WORK TO COMPLETE: Every line below that holds the string "with" must be copied.

EXERCISE INPUT:
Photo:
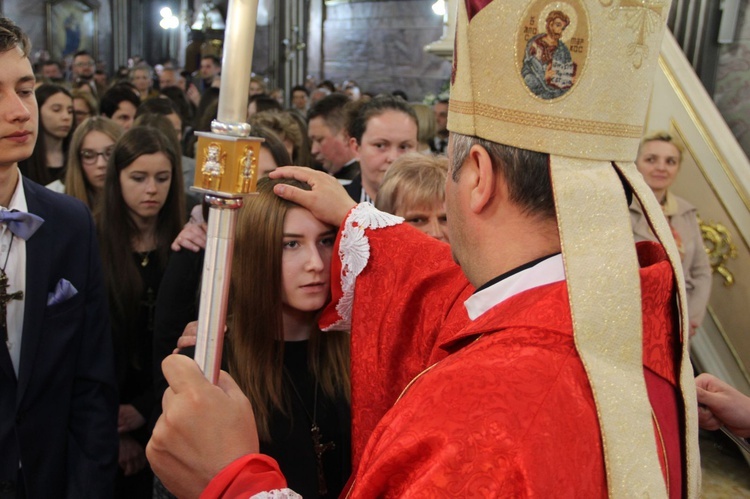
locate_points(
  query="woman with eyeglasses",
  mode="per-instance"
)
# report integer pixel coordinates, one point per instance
(90, 149)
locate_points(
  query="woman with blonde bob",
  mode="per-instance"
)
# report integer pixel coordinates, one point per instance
(414, 188)
(296, 377)
(659, 160)
(90, 149)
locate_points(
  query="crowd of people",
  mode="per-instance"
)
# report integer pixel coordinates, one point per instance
(125, 150)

SOLUTION TO THE EXERCISE:
  query="woman with eyeglasses",
  query="woman with blonde bob",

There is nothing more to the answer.